* OBJECTIVE *
Count the lines in the records below that contain the word "kitchen". Reply with the number alone.

Detection annotation records
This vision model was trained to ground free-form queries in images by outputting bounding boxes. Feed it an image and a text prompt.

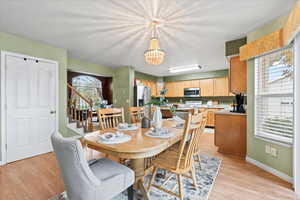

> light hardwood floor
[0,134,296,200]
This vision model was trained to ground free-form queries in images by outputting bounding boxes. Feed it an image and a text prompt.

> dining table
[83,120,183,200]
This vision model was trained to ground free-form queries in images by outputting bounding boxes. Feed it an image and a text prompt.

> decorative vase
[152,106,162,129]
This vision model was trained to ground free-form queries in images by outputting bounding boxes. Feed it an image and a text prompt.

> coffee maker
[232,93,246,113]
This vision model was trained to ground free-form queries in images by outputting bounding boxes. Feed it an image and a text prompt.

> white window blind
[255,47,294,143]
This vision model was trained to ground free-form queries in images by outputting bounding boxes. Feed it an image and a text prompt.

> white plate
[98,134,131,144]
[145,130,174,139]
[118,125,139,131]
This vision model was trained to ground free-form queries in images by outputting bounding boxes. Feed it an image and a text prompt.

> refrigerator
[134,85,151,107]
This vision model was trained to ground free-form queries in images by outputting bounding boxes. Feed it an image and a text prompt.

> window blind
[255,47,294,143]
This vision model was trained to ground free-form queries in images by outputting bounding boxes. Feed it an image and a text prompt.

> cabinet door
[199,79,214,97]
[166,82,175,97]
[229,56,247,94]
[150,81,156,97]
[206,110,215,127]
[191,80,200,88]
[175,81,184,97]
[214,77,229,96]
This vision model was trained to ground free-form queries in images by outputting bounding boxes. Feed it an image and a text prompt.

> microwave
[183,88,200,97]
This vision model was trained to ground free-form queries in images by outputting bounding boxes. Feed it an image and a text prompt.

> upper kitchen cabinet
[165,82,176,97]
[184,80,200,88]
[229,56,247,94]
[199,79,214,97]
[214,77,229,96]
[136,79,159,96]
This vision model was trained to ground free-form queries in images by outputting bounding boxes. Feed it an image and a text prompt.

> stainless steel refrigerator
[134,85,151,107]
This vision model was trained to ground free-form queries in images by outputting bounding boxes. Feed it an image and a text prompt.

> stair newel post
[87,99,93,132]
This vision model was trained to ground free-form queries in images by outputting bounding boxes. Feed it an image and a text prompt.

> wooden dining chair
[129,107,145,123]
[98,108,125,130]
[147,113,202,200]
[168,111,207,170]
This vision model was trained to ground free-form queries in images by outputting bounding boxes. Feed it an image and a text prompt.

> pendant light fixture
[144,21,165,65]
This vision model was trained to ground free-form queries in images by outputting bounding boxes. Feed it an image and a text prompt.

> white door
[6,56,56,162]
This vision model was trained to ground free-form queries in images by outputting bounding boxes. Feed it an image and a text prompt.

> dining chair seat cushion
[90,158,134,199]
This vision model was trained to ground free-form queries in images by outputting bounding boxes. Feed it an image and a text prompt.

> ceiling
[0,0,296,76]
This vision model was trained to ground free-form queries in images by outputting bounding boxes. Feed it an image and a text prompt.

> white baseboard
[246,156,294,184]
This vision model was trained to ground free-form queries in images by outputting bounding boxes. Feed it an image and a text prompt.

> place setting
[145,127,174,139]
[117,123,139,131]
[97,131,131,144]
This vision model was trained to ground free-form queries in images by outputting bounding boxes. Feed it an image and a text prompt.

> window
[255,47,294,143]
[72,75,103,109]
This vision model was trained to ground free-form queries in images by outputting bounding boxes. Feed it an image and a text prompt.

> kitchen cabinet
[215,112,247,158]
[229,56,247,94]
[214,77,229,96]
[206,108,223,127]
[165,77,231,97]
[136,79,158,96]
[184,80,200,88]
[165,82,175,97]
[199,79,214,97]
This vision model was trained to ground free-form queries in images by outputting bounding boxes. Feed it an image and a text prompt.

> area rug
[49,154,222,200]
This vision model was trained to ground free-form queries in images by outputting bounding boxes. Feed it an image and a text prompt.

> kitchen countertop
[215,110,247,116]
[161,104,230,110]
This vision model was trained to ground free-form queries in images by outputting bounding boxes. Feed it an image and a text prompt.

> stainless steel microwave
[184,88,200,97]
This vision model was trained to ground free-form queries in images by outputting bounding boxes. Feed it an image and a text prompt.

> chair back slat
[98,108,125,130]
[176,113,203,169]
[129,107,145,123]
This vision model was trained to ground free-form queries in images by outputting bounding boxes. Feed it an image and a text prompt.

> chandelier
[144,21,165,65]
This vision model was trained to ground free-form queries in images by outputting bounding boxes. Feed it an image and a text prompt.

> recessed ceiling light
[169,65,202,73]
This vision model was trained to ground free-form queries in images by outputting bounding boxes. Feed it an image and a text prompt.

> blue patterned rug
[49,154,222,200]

--

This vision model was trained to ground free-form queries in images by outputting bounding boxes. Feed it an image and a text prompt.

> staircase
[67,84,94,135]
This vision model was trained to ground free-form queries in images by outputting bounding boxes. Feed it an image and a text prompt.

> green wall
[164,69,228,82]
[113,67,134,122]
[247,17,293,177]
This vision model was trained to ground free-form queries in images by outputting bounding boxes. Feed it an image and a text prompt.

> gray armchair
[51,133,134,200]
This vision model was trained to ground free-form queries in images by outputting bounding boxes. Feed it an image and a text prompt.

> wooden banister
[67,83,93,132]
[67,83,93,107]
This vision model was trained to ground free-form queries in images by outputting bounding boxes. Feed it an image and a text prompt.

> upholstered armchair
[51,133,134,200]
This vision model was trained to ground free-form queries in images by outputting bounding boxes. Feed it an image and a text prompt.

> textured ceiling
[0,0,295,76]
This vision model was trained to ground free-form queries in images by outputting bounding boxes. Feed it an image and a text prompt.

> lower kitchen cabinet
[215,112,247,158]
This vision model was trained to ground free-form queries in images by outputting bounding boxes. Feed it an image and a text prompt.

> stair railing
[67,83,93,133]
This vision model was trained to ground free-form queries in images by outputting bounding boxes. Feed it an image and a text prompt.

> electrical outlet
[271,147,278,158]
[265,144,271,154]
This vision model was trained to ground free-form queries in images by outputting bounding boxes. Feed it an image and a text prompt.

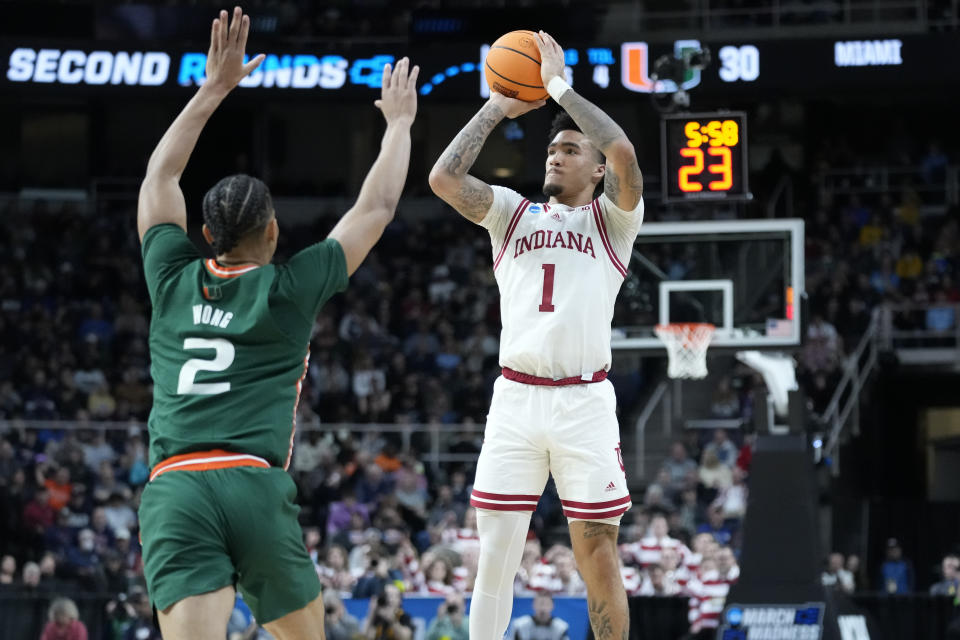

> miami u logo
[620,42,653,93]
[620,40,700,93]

* ANSWER TO THE PROBLEM *
4